-- SELECTED TEXT --

- - - - - - -

# hello...



## IrishMonk (Aug 3, 2010)

Hey all, just thought I'd drop in and introduce myself... looks like a great forum :ultracool


----------



## Athelus (Aug 3, 2010)

Welcome to MT, Hope your enjoy your stay


----------



## dosk3n (Aug 3, 2010)

Welcome along to MT.

Another Chunner I see. Getting a few joining up at the moment so Im sure I will see you in the Wing Chun forum.

Can I ask where youre from?


----------



## stickarts (Aug 3, 2010)

welcome to MT!


----------



## terryl965 (Aug 3, 2010)

Welcome and enjoy


----------



## MartialArtAcademy (Aug 3, 2010)

wellcome


----------



## IrishMonk (Aug 3, 2010)

dosk3n said:


> Welcome along to MT.
> 
> Another Chunner I see. Getting a few joining up at the moment so Im sure I will see you in the Wing Chun forum.
> 
> Can I ask where youre from?


 
Dallas Tx... yep, glad to see a large Wing Chun section


----------



## MBuzzy (Aug 3, 2010)

- - - - - - -

-- OBJECTIVE --
Please continue the forum thread welcoming IrishMonk to MT from the point where it stops. The items that come next are separate material and are not part of the forum thread.

-- RECORD SET --

- - - - - - -

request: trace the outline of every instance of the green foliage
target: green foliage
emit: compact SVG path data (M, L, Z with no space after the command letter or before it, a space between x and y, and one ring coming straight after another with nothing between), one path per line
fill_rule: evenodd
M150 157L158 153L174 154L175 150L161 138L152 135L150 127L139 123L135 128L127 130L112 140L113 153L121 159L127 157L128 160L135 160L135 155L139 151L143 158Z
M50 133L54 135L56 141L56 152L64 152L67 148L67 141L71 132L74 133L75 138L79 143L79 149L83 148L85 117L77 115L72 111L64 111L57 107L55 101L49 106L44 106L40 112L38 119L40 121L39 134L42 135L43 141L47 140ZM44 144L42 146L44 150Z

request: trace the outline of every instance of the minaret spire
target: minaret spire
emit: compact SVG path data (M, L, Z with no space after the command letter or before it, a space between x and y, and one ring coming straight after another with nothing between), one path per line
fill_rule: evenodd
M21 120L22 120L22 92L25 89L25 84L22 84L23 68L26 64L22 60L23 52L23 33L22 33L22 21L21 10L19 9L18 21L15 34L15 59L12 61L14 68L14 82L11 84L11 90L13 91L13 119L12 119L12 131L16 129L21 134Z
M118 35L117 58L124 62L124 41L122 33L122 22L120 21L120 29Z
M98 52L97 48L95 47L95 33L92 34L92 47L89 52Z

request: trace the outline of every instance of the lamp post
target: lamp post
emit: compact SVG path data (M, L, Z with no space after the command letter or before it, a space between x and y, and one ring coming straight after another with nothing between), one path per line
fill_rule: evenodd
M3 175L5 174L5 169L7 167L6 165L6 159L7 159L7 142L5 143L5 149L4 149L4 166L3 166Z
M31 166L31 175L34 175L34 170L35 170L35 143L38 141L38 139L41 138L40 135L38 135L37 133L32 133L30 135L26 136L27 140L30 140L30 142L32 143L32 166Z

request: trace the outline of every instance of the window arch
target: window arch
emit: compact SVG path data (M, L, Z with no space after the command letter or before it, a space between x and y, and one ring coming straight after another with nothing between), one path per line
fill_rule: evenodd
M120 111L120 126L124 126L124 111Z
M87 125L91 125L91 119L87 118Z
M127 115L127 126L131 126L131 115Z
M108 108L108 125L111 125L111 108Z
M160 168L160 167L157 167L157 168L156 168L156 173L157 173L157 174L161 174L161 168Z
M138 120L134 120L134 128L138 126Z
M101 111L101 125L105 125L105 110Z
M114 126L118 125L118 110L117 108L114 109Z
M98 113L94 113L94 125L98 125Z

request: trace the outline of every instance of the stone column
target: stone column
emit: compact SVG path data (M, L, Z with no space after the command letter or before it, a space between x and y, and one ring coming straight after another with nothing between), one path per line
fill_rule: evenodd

- - - - - - -

-- OUTPUT OF THE TASK --
Welcome to MT!  Happy posting!


----------



## IrishMonk (Aug 3, 2010)

thanks for the welcome all


----------



## Flying Crane (Aug 3, 2010)

Brother Seamus?  Is that you?


----------



## Yondanchris (Aug 3, 2010)

Welcome to MT


----------



## seasoned (Aug 3, 2010)

Greetings and welcome.


----------



## IrishMonk (Aug 4, 2010)

Flying Crane said:


> Brother Seamus? Is that you?


umm, no lol. sry


----------



## Flying Crane (Aug 4, 2010)

IrishMonk said:


> umm, no lol. sry


 
ah, thought you might recognize The Big Lebowski reference.


----------



## Drac (Aug 5, 2010)

Greetings and Welcome..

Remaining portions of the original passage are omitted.